▶ Aim of the task
Keep every character as it is and output all of the records.
- - - - - - -
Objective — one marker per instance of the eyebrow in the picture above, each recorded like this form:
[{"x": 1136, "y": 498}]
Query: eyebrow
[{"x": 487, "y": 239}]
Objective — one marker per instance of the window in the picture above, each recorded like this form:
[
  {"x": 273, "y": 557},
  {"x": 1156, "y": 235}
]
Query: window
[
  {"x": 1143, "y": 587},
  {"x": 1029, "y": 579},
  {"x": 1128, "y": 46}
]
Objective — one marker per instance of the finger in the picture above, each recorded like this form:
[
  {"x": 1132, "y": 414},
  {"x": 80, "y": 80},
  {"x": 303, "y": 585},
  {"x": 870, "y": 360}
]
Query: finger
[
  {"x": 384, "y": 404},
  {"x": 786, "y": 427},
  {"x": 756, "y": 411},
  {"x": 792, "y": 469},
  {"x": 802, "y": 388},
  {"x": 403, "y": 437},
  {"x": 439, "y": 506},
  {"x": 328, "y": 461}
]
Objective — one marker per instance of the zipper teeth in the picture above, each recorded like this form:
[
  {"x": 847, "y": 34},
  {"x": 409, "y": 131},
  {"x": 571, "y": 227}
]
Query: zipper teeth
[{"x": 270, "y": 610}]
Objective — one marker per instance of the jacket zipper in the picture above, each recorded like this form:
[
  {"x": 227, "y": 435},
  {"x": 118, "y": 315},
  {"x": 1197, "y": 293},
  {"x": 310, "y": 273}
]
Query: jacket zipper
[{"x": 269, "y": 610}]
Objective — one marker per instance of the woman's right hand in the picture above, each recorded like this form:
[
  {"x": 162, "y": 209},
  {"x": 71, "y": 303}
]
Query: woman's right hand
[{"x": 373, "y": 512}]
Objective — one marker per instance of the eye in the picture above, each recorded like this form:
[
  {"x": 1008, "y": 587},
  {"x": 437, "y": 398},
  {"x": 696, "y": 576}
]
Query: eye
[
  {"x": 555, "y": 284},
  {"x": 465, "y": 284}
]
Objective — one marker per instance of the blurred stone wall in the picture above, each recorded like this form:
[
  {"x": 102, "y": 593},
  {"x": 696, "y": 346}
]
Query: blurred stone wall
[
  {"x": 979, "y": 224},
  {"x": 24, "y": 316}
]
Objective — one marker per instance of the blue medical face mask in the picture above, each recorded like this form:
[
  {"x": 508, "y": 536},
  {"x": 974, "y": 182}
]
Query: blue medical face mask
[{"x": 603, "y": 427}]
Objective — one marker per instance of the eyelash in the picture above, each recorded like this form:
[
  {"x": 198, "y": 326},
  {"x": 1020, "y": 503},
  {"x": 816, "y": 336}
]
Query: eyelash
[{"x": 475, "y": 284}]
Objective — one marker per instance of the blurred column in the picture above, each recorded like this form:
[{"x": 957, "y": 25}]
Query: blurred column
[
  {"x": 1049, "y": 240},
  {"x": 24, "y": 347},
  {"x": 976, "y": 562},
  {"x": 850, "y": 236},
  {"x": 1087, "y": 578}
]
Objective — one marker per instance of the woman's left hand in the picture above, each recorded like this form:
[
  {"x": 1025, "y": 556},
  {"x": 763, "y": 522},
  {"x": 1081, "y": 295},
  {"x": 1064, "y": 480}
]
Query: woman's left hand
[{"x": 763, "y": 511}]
- - - - - - -
▶ Exercise output
Objective — one marker per instance of the eyebrow in the picture above, each recorded like this form:
[{"x": 1136, "y": 498}]
Query: eyebrow
[{"x": 487, "y": 239}]
Objective — one marker per instance of the window in the picture above, each recorded like this form:
[
  {"x": 273, "y": 557},
  {"x": 1156, "y": 235}
]
Query: window
[
  {"x": 1143, "y": 587},
  {"x": 1029, "y": 579},
  {"x": 1128, "y": 46}
]
Objective — one marker per instance of the finger in the picture above, each recorded like this form:
[
  {"x": 1132, "y": 414},
  {"x": 80, "y": 80},
  {"x": 303, "y": 585},
  {"x": 870, "y": 360}
]
Query: finger
[
  {"x": 384, "y": 404},
  {"x": 786, "y": 427},
  {"x": 756, "y": 411},
  {"x": 792, "y": 469},
  {"x": 802, "y": 388},
  {"x": 403, "y": 437},
  {"x": 439, "y": 506},
  {"x": 328, "y": 461}
]
Objective — one marker per instance of the zipper teeth in the picture above, each recorded like this form:
[
  {"x": 847, "y": 34},
  {"x": 409, "y": 131},
  {"x": 571, "y": 227}
]
Query: zipper teeth
[{"x": 270, "y": 610}]
Objective — one marker per instance of the jacket zipper in the picture above, each recorded like this form:
[
  {"x": 227, "y": 435},
  {"x": 118, "y": 315},
  {"x": 1197, "y": 293},
  {"x": 310, "y": 273}
]
Query: jacket zipper
[{"x": 269, "y": 610}]
Objective — one marker per instance of the woman's right hand in the picture above, each recorded like this form:
[
  {"x": 162, "y": 209},
  {"x": 71, "y": 303}
]
Query: woman's right hand
[{"x": 373, "y": 512}]
Objective — one marker per instance of the eye in the picture above, each recorded like this form:
[
  {"x": 1008, "y": 587},
  {"x": 437, "y": 398},
  {"x": 696, "y": 576}
]
Query: eye
[
  {"x": 555, "y": 284},
  {"x": 465, "y": 284}
]
Objective — one marker per instance of the blurred stone wall in the picture above, each recorded like this form:
[
  {"x": 102, "y": 593},
  {"x": 696, "y": 346}
]
Query: blurred stone wall
[
  {"x": 979, "y": 224},
  {"x": 24, "y": 316}
]
Objective — one marker per instance of the blue medical face mask in the picture above, each recorded like this form:
[
  {"x": 508, "y": 536},
  {"x": 974, "y": 182}
]
Query: blue medical face mask
[{"x": 603, "y": 427}]
Objective — one marker per instance of the eyelash in the picture above, each recorded like this form:
[
  {"x": 198, "y": 326},
  {"x": 1020, "y": 503},
  {"x": 816, "y": 336}
]
Query: eyelash
[{"x": 475, "y": 284}]
Objective — one marker per instance of the blurred column in the picture above, each recorded like this form:
[{"x": 957, "y": 25}]
Query: blurred column
[
  {"x": 1049, "y": 240},
  {"x": 24, "y": 347},
  {"x": 976, "y": 562},
  {"x": 850, "y": 236},
  {"x": 1087, "y": 578}
]
Objective — one marker per instance of the woman's left hand in the picture above, each recorded like this form:
[
  {"x": 1025, "y": 556},
  {"x": 763, "y": 522},
  {"x": 1081, "y": 295},
  {"x": 1064, "y": 480}
]
Query: woman's left hand
[{"x": 763, "y": 511}]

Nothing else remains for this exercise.